# Advice for Dove tail Milling First Time



## jlsmithseven (Mar 26, 2017)

This is our first time dovetail slot so I am going to go slow. Any advice would be awesome. Thanks guys!


----------



## ddickey (Mar 26, 2017)

Couldn't you use two different sizes and use the average in your calculation?


----------



## Bob Korves (Mar 26, 2017)

You can use two different size gage pins for measuring across dovetails as long as you use the same ones for every measurement.  I would try to find two that are as relatively close as possible in diameter.  The pins will of course need to clear the dovetails for measuring.


----------



## jocat54 (Mar 26, 2017)

I use drill bits--close enough for most work I do.


----------



## jlsmithseven (Mar 26, 2017)

ddickey said:


> Couldn't you use two different sizes and use the average in your calculation?



That seems like it might work, thanks for the suggestion. So say I used a .3995 and a .3985 pins (just an example of course). I would just calculate them as a .3980 pin on each side?


----------



## jlsmithseven (Mar 26, 2017)

Here is my real life example...I need a 1.771 length right. I was planning on using a .2555 and a .2455 gauge pins. I calculated my measurement between calipers for these pins as 1.08798" using a .250 measurement in my calculations. Will this work out OK? I have a .005 tolerance. Thanks guys, any answers before tomorrow would be very helpful because I plan on tackling this first thing in the morning!!!


----------



## Bob Korves (Mar 26, 2017)

jlsmithseven said:


> Here is my real life example...I need a 1.771 length right. I was planning on using a .2555 and a .2455 gauge pins. I calculated my measurement between calipers for these pins as 1.08798" using a .250 measurement in my calculations. Will this work out OK? I have a .005 tolerance. Thanks guys, any answers before tomorrow would be very helpful because I plan on tackling this first thing in the morning!!!


What exactly are you measuring at 1.771"?


----------



## 4GSR (Mar 26, 2017)

Requests >>
[A] Say whether each statement agrees with the dovetail thread, answering yes or no and quoting the deciding words exactly: (i) Bob Korves says the two gage pins must be the same diameter; (ii) jocat54 measures with drill bits; (iii) jlsmithseven has a .005 tolerance.
[B] From the dovetail thread, output word for word the passage that starts at "# Advice for" and ends after "ddickey (Mar 26, 2017)".
The listing isn't needed for any of the work.

(Point placement records)
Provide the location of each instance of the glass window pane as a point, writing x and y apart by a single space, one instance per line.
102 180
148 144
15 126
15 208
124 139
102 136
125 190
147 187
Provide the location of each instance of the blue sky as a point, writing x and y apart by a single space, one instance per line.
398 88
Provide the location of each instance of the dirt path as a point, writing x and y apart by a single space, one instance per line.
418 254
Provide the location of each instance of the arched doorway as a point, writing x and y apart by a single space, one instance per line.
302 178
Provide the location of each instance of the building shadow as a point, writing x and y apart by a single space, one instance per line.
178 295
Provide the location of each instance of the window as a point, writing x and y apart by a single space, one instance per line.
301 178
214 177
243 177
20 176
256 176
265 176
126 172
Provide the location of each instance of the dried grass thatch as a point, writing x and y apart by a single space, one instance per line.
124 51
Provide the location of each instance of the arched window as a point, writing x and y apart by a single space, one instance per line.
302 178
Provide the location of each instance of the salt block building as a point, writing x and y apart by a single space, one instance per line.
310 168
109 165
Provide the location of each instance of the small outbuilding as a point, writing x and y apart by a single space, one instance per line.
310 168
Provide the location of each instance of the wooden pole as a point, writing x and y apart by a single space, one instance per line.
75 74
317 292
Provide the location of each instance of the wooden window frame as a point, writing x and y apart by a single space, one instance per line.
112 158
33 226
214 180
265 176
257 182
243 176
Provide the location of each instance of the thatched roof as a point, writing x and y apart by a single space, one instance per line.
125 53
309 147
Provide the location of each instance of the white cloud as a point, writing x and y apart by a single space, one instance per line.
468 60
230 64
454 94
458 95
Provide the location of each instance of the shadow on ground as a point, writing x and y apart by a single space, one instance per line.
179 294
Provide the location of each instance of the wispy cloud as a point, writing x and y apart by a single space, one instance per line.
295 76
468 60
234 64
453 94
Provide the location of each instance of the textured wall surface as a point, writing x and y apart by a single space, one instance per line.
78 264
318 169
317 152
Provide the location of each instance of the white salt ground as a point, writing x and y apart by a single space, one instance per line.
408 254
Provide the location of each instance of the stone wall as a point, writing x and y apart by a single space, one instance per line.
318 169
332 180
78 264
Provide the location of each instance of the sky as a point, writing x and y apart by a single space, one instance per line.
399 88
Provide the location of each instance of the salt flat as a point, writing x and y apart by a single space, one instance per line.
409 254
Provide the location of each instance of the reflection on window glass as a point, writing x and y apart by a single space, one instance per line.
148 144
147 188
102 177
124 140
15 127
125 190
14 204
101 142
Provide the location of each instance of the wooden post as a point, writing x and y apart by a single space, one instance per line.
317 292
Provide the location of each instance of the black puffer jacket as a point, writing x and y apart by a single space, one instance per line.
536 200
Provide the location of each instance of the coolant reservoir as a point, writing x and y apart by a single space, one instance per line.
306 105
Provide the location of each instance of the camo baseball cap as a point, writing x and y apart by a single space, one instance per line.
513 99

Results in order >>
[A]
(i) No: "You can use two different size gage pins for measuring across dovetails as long as you use the same ones for every measurement."
(ii) Yes: "I use drill bits--close enough for most work I do."
(iii) Yes: "I have a .005 tolerance."

[B]
# Advice for Dove tail Milling First Time



## jlsmithseven (Mar 26, 2017)

This is our first time dovetail slot so I am going to go slow. Any advice would be awesome. Thanks guys!


----------



## ddickey (Mar 26, 2017)